=== Begin Enclosure ===
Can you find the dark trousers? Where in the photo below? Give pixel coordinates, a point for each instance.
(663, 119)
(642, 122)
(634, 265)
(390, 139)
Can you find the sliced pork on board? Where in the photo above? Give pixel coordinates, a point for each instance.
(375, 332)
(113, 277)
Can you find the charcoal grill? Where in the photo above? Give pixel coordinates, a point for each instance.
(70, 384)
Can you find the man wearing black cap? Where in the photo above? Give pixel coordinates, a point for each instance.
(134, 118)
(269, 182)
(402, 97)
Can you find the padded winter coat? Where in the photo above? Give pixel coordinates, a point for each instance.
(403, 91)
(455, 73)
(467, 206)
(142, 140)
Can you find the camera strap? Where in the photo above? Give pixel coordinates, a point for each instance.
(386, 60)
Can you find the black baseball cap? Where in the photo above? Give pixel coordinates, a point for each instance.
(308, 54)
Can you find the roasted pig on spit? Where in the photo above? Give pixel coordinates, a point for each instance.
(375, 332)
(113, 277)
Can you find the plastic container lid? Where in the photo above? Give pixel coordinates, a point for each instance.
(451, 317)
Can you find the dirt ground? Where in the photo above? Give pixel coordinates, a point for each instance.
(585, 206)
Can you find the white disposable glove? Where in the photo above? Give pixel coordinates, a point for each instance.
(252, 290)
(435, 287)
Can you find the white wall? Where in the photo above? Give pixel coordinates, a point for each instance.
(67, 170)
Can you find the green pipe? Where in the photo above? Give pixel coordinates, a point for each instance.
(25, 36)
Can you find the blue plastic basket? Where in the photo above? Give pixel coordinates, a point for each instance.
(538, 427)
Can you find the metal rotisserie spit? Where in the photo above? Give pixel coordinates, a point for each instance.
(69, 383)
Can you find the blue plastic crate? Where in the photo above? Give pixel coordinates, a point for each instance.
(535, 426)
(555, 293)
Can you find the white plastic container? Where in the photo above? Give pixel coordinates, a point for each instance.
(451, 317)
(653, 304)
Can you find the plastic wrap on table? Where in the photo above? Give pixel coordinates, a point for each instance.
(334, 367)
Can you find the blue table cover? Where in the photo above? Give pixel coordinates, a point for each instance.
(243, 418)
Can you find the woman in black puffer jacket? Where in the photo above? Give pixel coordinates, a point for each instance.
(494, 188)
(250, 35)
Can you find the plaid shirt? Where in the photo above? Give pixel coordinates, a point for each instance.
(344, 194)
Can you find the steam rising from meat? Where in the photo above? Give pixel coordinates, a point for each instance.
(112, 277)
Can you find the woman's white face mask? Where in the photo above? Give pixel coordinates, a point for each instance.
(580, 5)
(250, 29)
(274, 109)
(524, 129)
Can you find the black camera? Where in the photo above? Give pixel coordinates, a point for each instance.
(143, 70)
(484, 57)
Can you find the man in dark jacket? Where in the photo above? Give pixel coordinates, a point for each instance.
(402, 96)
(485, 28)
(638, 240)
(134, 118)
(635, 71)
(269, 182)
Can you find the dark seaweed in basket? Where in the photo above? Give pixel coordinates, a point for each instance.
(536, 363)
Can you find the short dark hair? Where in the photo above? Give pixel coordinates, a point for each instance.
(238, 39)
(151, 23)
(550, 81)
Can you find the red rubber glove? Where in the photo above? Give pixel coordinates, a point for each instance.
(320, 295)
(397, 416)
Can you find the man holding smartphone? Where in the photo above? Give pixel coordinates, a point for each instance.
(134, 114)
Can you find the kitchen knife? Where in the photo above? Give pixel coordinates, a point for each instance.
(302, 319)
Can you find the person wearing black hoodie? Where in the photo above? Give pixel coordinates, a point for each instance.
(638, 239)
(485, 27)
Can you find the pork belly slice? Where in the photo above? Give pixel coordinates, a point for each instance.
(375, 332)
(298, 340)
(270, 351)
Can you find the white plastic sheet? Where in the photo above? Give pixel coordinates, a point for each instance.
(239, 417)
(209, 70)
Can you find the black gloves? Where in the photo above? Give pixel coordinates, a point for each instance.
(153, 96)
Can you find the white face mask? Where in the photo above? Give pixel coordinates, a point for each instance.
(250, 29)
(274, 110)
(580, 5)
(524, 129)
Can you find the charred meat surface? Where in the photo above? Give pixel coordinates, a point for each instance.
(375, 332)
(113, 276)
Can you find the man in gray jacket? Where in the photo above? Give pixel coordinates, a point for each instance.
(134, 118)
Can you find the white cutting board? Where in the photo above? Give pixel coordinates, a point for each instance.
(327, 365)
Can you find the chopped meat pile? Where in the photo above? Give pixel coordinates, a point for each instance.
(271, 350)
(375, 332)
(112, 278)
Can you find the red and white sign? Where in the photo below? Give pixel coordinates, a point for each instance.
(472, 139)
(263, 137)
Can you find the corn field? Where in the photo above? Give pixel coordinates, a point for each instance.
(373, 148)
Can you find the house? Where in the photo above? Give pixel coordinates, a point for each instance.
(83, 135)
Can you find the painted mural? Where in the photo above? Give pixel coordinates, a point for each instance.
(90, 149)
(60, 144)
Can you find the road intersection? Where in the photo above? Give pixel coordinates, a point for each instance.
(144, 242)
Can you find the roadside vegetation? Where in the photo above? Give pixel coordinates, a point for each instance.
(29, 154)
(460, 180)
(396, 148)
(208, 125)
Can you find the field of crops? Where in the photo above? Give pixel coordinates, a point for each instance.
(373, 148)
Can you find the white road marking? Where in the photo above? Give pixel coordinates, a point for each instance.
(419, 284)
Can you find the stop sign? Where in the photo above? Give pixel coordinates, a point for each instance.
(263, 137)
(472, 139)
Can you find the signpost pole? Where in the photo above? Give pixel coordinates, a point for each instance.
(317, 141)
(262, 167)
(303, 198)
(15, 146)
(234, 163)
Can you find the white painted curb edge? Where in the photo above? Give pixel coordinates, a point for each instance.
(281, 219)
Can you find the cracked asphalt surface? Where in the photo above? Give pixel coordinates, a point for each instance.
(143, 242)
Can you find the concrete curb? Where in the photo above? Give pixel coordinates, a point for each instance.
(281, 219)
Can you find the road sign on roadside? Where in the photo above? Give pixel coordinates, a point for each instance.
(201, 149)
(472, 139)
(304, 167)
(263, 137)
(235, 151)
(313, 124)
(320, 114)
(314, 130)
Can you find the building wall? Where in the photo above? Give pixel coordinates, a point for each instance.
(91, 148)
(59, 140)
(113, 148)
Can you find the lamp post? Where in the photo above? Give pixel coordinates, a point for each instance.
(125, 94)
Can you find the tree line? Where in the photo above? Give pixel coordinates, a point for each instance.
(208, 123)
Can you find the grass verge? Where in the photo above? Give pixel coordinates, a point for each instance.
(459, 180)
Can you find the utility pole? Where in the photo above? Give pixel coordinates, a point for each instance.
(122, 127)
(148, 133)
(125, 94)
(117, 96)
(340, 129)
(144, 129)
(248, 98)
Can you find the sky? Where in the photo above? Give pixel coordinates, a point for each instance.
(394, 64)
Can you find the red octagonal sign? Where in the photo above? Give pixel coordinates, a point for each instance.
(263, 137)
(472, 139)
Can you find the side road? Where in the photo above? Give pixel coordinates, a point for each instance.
=== End Enclosure ===
REQUIREMENT
Word for word, restate the whole of the material above.

WRITTEN SOLUTION
Can you find the dark trousers? Where in the photo below? Give pixel coordinates, a point for each instance.
(663, 119)
(642, 122)
(634, 265)
(390, 139)
Can you find the sliced pork on board? Where in the photo above? Give pixel coordinates, a point for each instance.
(375, 332)
(113, 277)
Can you find the charcoal grill? Where in the photo above? Give pixel coordinates, a point for each instance.
(70, 384)
Can you find the man wearing black cap? Where in the photo above? Give pixel coordinates, a point for each instance.
(134, 118)
(269, 182)
(402, 97)
Can you find the padded winter coat? Where in the photo above? Give pixel coordinates, a point for each instance.
(403, 91)
(455, 73)
(467, 206)
(142, 140)
Can you find the camera strap? Where in the photo above? Give pixel coordinates, a point for each instance.
(386, 60)
Can you find the black baseball cap? Where in the photo above? Give pixel coordinates, a point for each instance.
(308, 54)
Can you find the roasted pig on spit? Where in the photo above? Give pixel coordinates, a point for each instance.
(375, 332)
(113, 277)
Can you find the plastic container lid? Where in the photo above? Give pixel coordinates, a point for each instance.
(451, 317)
Can you find the dirt ground? Where in the photo above? Give pixel coordinates, a point for each instance.
(585, 206)
Can you find the white disposable glove? Where in the photo above? Give pixel coordinates, a point for each instance.
(252, 290)
(435, 287)
Can you find the white wall? Where in the photo above? Give pixel coordinates, a point for each instance.
(67, 170)
Can you find the green pipe? Where in the photo above? Give pixel coordinates, a point for each instance.
(25, 36)
Can you find the blue plastic basket? Where in the photo above? Give pixel coordinates, a point for each instance.
(538, 427)
Can you find the metal rotisserie spit? Where in the photo above? Give pixel coordinates, a point for each instance.
(69, 383)
Can you find the blue plastic crate? Where in the photo above? Give pixel coordinates, a point for each instance.
(535, 426)
(555, 293)
Can you find the white plastic container? Where in the photo above? Give pixel coordinates, a point for each instance.
(451, 317)
(653, 304)
Can you find the plastic wrap on table? Where in the photo above? Give pixel coordinates, a point for each instance.
(334, 367)
Can you find the blue table cover? Where in the photo above? Give pixel coordinates, a point for each instance.
(243, 418)
Can you find the woman in black puffer jacket? Where in the photo above? Give pixel coordinates, a point for each instance.
(494, 188)
(250, 35)
Can you find the plaid shirt? Where in the photo above? Give pixel coordinates, a point for each instance.
(344, 194)
Can you find the steam rising from meat? Where in the photo above? Give pixel coordinates, a point for each instance.
(112, 277)
Can you find the woman's white face mask? Where in the photo above? Give pixel coordinates, a point for each instance.
(580, 5)
(250, 29)
(274, 109)
(524, 129)
Can you find the black camera? Where in the photo above? Give pixel coordinates, a point for each instance.
(143, 70)
(484, 57)
Can you find the man in dark jacket? Where in the photo above? Give pixel coordinates, a point for each instance.
(402, 96)
(485, 28)
(638, 240)
(134, 118)
(635, 71)
(269, 182)
Can you find the dark seaweed in basket? Where in the photo above? Give pixel coordinates, a point for each instance.
(536, 363)
Can you find the short dark hair? Where in the photo above? Give pixel coordinates, a point for each instance.
(238, 39)
(151, 23)
(550, 81)
Can you find the red rubber glove? Where in the photo above? Give pixel coordinates, a point for each instance.
(320, 295)
(397, 416)
Can you find the man holding smartphone? Where in the photo above? Give pixel coordinates, a point for each instance.
(134, 114)
Can you find the kitchen knife? Where in the photo above? Give pixel coordinates, a point for each instance.
(302, 319)
Can you find the person wearing black hoodie? Where in the photo above? Give pixel coordinates, a point for each instance.
(638, 239)
(485, 27)
Can you find the pork belly slice? Where in the photo above? Give pixel coordinates, a point for each instance.
(375, 332)
(298, 340)
(270, 351)
Can you find the white plastic sheet? Where in the photo above? Give pixel coordinates, a point for each instance.
(239, 417)
(209, 70)
Can you find the black gloves? Where in the photo above? Give pixel coordinates, a point for each instance.
(153, 96)
Can you find the white face mask? Where in the photo above? Give pixel coordinates, a point for each instance.
(250, 29)
(274, 110)
(580, 5)
(524, 129)
Can you find the charred meat surface? Where in the photo above? Give pixel coordinates, a point for each instance.
(375, 332)
(113, 276)
Can you find the man in gray jacket? Where in the photo above? Give pixel coordinates, a point for each instance.
(134, 118)
Can you find the white cutting board? Where in the photo above? Give pixel coordinates, a point for each instance.
(327, 365)
Can you find the chopped meat pile? Where in the photo above? Give pixel coordinates, a point for each instance.
(271, 350)
(375, 332)
(112, 278)
Can you find the red and white sign? Where in the photo below? Give pixel coordinates, a point for each instance.
(472, 139)
(263, 137)
Can you find the corn field? Where in the photo above? Give pixel coordinates, a point for each instance.
(373, 148)
Can you find the house? Where in the photo above? Give pixel coordinates, a point for each instance.
(83, 135)
Can you find the painted mural? Where in the photo above? Give pixel coordinates, a point for each instance.
(90, 149)
(60, 144)
Can you find the road intersection? Where in the photo above? Give pixel coordinates, a point for each instance.
(144, 242)
Can you find the roadside vegetation? Where in the photo above? Give pixel coordinates, a point for each instance.
(29, 154)
(460, 180)
(396, 148)
(208, 125)
Can you find the field of crops? Where in the photo above? Give pixel coordinates, a point for each instance.
(373, 148)
Can you find the white road marking? Where in the photo above? Give pixel coordinates, a point for each instance.
(419, 284)
Can you find the stop sign? Where in the photo above? Give pixel coordinates, a point for each instance.
(263, 137)
(472, 139)
Can you find the signpost pole? Where in the photo above? Give pixel coordinates, a point for each instance.
(317, 141)
(262, 167)
(303, 198)
(15, 146)
(234, 163)
Can you find the white painted curb edge? Where in the photo above? Give pixel coordinates, a point for each instance.
(281, 219)
Can you find the cracked asphalt surface? Where in the photo above? Give pixel coordinates, a point for each instance.
(143, 242)
Can you find the concrete curb? Where in the photo above? Give pixel coordinates, a point for each instance.
(281, 219)
Can you find the road sign on roadside? Where in the photo above? Give pixel coordinates, a point for each instance.
(201, 149)
(472, 139)
(304, 167)
(263, 137)
(235, 151)
(313, 124)
(320, 114)
(314, 130)
Can you find the building wall? Where in the photo above? Give pixel coordinates, a point for each instance.
(91, 148)
(59, 140)
(113, 148)
Can you find the lamp post? Where in the photo above? Give pixel coordinates, a point for each instance.
(125, 94)
Can you find the tree line? Where in the photo above? Give pixel coordinates, a point for each instance.
(208, 123)
Can you find the grass verge? Where in the photo above? Give pixel coordinates, a point for each instance.
(459, 180)
Can you find the utility pole? Where in the photo above? Give pixel coordinates, a point for each instance.
(122, 127)
(148, 133)
(125, 94)
(117, 96)
(340, 129)
(144, 129)
(248, 98)
Can you find the sky? Where in the photo above? Give pixel coordinates, a point for each instance.
(394, 64)
Can you find the red octagonal sign? Where in the photo above? Give pixel coordinates, a point for each instance.
(263, 137)
(472, 139)
Can you find the side road? Where in the photo above? Give pixel coordinates, a point for each instance.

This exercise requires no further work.